## INSTRUCTIONS TO FOLLOW
From the fastq-parsing thread below, list the names of all the filehandles that the original poster's Perl script opens.

## PAGE EXTRACT
════════════════════

Search code examples
performanceperlparsingfastq

improve speed of parsing fastq


@solved C# with the same code is twice as fast

i am parsing a phred33 fastq file in perl and it is taking a considerable amount of time (on the order of 15 minutes). The fastq file is about 3 gigs. Are there any reasonable ways to make this faster?

$file=shift;
open(FILE,$file);
open(FILEFA,">".$file.".fa");
open(FILEQA,">".$file.".qual");
while($line=<FILE>)
{
    chomp($line);
    if($line=~m/^@/)
    {


    $header=$line;
    $header =~ s/@/>/g;
    $seq=<FILE>;
    chomp($seq);
    $nothing=<FILE>;
    $nothing="";
    $fastq=<FILE>;

    print FILEFA $header."\n";
    print FILEFA $seq."\n";
    $seq="";
    print FILEQA $header."\n";

        @elm=split("",$fastq);
        $i=0;
        while(defined($elm[$i]))
        {
            $Q = ord($elm[$i]) - 33;
            if($Q!="-23")
            {
            print FILEQA $Q." ";
            }
            $i=$i+1;
        }
        print FILEQA "\n";
    }
}
print $file.".fa\n";
print $file.".qual\n";

Solution

  • There's next to no CPU being used here. it's IO bound, so it's mostly the time to read through 3GB. There are micro-optimisations (and other cleanups) that can be done.

    First, always use use strict; use warnings;.

    The main code is

    my @elm = split(//, $fastq);
    my $i=0;
    while(defined($elm[$i])) {
        my $Q = ord($elm[$i]) - 33;
        if($Q!="-23") {
            print FILEQA $Q." ";
        }
        $i=$i+1;
    }
    

    The purpose of if($Q!="-23") is to check if the character is a newline, which you wouldn't have to do if you did chomp($fastq);. (What's with the quotes around -23?!)

════════════════════

## DATA SHOWN
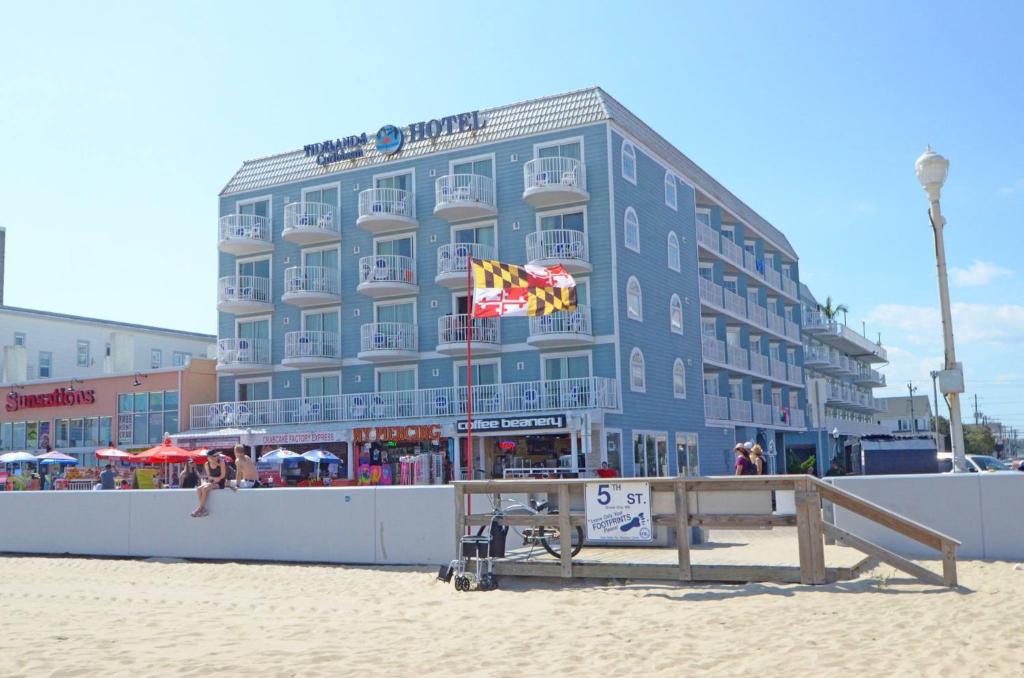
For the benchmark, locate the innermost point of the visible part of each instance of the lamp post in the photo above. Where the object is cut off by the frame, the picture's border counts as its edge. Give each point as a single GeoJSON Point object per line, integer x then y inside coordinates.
{"type": "Point", "coordinates": [932, 170]}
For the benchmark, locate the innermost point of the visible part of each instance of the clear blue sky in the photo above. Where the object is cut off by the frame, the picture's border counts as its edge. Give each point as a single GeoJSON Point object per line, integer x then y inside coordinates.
{"type": "Point", "coordinates": [120, 124]}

════════════════════

## COMPLETED EXERCISE
FILE, FILEFA, FILEQA